Task 1: In the passage on American Indian history, which three European nations rushed to divide up the "New World"?
Task 2: Rewrite the passage on American Indian history between "The English, French" and "of the way.", inclusive, replacing "colonists" with "settlers".

Long before the terms Native American or Indian were considered, the tribes were spread all over the Americas. Before any white man set foot on this land, it was settled by the forefathers of bands we now call Sioux, or Cherokee, or Iroquois.
For centuries, the American Indian grew its culture and legacy without interference. And that history is fascinating.
From Mayan and Incan ruins, from the mounds left in the central and southern parts of what’s now the U.S. we have learned much. It’s a story of beautiful art and deep spirituality. Archaeologists have unearthed highly elaborate buildings and public works.
While there was unavoidable tribal conflict, that was nothing more than a slight blemish in the tale of our forebears. They were at peace with this beautiful continent and intensely plugged into nature.
The European Settler Arrives
When European leaders dispatched the first ships in our direction, the aim was to explore new resources – but the quality of environment and the bounty of everything from timber to wildlife subsequently changed their tune. As those leaders heard back from their explorers, the drive to colonize spread like wildfire.
The English, French and Spanish rushed to slice up the “New World” by sending over poorly prepared colonists as fast as they could. In the beginning, they skirmished with the surprised Indians of America’s eastern seaboard. But that ultimately gave way to trade, since the Europeans who landed here understood their survival was doubtful without Indian help.
Thus followed decades of comparative peace as the settlers got themselves established on American land. But the pressure to push inland came soon after. Kings and queens from thousands of miles away were impatient to find additional resources, and some colonists came for freedom and adventure.
They wanted more space. And so began the process of pushing the American Indian out of the way.

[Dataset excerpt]

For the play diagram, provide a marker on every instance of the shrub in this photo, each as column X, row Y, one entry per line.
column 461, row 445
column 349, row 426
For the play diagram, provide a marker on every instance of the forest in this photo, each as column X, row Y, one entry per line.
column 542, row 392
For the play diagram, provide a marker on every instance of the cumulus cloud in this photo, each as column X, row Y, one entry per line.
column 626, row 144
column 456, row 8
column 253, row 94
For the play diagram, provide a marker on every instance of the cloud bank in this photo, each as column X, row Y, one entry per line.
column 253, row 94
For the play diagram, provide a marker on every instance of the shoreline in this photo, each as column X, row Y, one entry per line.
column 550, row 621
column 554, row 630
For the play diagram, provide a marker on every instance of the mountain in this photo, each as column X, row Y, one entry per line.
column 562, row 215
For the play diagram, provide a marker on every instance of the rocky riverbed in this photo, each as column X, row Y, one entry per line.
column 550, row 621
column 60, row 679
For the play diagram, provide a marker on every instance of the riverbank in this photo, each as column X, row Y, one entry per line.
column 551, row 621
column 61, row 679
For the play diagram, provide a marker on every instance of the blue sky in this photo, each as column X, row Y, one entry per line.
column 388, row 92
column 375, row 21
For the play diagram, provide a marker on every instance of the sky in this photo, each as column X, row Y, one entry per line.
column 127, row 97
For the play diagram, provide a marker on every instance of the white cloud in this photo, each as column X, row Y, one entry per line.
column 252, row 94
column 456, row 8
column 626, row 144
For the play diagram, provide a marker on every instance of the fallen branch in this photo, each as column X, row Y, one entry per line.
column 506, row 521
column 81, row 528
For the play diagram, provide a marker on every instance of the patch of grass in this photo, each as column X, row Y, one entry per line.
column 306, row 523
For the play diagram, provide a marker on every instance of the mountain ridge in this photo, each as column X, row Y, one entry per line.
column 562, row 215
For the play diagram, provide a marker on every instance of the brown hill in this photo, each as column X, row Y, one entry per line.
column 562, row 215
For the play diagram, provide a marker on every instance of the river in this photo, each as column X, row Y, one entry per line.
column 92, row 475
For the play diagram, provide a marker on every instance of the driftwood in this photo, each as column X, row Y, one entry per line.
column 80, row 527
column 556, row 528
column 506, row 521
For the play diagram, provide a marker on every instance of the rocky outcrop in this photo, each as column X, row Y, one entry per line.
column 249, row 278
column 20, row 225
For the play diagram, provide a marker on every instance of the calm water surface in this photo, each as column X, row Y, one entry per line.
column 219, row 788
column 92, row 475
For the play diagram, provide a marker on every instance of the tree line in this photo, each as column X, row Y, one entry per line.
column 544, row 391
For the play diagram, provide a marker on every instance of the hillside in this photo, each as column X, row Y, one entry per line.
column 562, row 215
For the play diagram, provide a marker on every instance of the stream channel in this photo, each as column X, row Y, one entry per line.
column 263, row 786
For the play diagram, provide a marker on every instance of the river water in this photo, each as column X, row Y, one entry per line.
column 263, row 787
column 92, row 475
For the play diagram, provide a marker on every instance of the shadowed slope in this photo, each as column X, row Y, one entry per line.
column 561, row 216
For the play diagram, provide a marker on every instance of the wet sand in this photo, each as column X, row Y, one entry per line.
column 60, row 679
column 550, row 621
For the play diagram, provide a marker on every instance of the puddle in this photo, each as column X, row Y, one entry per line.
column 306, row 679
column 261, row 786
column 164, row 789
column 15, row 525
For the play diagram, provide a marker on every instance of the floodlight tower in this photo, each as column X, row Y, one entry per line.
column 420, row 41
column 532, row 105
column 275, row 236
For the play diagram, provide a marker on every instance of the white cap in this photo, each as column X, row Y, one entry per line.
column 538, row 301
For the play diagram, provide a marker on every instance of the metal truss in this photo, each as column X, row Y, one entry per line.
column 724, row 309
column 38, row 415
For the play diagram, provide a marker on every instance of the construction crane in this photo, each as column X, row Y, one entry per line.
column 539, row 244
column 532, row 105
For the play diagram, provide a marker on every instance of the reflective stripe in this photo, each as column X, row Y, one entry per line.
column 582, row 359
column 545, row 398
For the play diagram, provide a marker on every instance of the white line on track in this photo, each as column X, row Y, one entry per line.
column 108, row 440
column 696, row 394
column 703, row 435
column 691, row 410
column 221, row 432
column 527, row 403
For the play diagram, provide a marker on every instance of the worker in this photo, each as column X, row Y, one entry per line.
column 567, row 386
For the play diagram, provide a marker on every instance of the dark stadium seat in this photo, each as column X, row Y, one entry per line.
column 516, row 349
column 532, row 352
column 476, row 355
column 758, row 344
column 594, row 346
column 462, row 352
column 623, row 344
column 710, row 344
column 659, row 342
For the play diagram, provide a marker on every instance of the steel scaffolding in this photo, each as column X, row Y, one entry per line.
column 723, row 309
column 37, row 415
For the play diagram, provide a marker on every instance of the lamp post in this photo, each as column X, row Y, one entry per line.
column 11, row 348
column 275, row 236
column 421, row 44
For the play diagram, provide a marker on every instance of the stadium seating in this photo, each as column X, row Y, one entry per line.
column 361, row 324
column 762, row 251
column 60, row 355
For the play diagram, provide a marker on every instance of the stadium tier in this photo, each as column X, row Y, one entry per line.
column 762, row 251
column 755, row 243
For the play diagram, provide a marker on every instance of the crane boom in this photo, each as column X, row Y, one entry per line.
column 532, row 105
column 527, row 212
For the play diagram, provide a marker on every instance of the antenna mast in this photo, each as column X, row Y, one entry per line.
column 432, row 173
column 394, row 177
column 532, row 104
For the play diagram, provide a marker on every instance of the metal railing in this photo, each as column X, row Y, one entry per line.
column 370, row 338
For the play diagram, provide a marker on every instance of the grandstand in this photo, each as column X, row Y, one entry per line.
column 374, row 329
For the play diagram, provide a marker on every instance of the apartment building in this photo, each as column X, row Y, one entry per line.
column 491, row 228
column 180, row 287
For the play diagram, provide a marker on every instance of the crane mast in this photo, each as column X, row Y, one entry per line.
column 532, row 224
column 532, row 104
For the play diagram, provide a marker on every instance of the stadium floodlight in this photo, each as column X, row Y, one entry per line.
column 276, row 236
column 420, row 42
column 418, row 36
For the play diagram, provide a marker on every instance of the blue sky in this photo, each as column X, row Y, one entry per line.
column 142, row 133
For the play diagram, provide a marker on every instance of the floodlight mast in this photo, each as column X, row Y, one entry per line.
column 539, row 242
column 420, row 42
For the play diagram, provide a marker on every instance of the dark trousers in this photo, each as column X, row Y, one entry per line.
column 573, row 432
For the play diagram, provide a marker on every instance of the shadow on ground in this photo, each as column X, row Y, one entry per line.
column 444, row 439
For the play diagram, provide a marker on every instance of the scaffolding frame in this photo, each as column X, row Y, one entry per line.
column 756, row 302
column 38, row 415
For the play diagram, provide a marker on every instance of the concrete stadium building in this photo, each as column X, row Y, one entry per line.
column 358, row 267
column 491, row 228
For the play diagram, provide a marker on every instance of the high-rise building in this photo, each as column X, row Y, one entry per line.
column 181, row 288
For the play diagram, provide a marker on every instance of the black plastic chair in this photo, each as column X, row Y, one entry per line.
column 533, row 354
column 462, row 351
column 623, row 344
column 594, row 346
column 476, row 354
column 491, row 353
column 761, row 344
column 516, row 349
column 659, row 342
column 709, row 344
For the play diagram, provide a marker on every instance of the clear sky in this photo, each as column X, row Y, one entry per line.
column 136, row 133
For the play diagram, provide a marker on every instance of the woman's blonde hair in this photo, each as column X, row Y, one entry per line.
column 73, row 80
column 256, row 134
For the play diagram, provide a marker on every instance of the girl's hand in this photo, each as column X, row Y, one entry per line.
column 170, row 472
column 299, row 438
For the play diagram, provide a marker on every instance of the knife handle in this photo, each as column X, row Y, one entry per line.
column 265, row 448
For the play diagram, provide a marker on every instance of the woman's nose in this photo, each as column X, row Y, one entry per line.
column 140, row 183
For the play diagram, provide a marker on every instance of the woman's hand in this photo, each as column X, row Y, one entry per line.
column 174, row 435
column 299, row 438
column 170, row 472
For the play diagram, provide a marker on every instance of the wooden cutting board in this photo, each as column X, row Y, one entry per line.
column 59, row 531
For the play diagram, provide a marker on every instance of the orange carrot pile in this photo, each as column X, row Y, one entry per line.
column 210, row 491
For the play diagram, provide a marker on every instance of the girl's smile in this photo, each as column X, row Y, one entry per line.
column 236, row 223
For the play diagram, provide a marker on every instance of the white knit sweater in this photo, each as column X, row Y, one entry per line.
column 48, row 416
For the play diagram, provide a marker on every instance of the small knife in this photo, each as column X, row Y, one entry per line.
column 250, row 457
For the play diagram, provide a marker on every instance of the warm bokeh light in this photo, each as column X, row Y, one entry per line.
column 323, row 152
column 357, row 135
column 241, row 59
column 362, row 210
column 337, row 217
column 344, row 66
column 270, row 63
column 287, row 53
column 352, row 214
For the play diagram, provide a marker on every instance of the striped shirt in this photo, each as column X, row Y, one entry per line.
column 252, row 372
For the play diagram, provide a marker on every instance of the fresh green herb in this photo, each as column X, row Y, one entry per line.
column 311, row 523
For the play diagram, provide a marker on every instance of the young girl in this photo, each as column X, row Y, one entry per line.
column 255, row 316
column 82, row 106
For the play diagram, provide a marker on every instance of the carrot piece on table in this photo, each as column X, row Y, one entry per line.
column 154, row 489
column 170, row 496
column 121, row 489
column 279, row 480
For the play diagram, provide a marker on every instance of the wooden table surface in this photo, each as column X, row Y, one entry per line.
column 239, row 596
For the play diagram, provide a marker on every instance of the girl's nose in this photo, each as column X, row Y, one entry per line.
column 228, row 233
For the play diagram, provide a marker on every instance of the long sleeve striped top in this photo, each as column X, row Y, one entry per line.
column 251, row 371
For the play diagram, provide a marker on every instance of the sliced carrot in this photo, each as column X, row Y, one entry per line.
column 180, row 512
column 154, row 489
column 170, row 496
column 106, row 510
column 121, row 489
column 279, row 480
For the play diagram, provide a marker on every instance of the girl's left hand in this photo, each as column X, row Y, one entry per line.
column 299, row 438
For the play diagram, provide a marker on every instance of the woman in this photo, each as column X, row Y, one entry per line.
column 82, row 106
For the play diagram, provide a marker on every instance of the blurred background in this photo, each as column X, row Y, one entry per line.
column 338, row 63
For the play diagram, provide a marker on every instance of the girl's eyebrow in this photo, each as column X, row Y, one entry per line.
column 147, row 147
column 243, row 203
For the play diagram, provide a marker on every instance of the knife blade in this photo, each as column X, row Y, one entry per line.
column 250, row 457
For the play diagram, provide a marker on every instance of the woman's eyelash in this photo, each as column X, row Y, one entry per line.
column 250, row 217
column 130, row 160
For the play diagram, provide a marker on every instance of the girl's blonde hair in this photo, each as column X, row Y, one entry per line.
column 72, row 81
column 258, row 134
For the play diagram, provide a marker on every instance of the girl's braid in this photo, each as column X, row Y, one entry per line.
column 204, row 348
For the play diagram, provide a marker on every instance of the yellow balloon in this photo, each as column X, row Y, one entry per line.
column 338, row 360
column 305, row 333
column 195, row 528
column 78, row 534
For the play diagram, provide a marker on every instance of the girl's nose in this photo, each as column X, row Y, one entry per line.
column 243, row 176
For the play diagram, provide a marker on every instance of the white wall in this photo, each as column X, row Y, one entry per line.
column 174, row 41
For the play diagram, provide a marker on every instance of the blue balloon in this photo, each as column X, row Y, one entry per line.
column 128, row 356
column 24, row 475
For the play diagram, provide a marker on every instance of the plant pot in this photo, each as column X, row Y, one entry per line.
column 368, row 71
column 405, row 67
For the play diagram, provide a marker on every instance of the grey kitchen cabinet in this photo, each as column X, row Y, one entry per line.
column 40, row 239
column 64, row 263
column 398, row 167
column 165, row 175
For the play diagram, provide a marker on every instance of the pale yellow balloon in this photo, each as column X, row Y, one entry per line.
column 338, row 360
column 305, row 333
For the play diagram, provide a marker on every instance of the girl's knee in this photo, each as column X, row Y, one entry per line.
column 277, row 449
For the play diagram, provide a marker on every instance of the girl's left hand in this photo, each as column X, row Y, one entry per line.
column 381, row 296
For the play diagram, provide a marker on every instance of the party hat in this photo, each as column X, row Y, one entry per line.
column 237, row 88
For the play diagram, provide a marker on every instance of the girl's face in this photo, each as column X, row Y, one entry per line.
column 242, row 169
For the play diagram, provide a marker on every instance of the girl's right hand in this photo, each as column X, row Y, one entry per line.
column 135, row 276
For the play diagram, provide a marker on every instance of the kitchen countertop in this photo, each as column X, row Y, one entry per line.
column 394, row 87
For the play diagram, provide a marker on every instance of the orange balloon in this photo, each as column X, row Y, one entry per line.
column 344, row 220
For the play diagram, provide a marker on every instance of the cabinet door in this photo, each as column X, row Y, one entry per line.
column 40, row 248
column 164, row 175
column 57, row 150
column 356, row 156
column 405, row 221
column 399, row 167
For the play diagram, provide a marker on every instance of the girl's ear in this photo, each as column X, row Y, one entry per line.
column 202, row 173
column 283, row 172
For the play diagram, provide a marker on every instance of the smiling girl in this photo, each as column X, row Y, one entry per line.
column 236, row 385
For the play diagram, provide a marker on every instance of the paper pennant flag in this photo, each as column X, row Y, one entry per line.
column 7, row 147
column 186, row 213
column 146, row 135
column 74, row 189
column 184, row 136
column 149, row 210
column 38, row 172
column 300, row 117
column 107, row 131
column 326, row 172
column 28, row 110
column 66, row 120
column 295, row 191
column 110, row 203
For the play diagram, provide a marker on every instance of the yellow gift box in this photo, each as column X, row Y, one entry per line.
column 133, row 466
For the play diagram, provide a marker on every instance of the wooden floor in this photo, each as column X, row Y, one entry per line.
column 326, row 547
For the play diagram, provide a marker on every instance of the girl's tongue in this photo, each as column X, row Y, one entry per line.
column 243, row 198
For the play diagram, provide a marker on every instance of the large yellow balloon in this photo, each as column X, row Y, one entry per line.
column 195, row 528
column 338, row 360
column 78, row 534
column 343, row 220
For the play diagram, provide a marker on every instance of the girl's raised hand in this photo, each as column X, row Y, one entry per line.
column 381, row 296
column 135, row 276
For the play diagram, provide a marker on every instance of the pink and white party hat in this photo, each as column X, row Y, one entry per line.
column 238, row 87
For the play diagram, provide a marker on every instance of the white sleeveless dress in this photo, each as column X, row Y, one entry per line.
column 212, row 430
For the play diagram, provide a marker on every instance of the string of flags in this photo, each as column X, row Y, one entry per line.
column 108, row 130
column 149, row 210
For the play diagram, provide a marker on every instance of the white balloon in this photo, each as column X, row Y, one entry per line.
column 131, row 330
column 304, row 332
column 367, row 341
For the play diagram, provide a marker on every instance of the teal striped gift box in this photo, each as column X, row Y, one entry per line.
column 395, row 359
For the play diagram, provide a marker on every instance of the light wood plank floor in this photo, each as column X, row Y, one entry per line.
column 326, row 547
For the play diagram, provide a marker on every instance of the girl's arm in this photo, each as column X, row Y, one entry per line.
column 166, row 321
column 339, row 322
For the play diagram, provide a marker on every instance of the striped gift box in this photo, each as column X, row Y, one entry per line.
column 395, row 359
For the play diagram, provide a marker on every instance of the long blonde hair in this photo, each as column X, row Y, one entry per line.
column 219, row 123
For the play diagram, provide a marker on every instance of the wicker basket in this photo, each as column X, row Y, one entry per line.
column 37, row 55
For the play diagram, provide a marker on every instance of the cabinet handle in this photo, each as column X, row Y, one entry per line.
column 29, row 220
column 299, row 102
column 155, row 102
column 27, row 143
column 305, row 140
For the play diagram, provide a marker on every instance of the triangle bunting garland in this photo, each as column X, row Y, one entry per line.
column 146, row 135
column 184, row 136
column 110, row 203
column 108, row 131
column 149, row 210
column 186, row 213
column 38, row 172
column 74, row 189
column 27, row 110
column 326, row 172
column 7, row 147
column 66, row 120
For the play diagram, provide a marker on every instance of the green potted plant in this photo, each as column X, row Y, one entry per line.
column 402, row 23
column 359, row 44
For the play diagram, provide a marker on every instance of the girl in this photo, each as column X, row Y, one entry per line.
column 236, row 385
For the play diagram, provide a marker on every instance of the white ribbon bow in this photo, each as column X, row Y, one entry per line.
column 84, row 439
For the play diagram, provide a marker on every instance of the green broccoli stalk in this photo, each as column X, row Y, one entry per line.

Written solution 1: The English, the French and the Spanish.

Written solution 2:
The English, French and Spanish rushed to slice up the “New World” by sending over poorly prepared settlers as fast as they could. In the beginning, they skirmished with the surprised Indians of America’s eastern seaboard. But that ultimately gave way to trade, since the Europeans who landed here understood their survival was doubtful without Indian help.
Thus followed decades of comparative peace as the settlers got themselves established on American land. But the pressure to push inland came soon after. Kings and queens from thousands of miles away were impatient to find additional resources, and some settlers came for freedom and adventure.
They wanted more space. And so began the process of pushing the American Indian out of the way.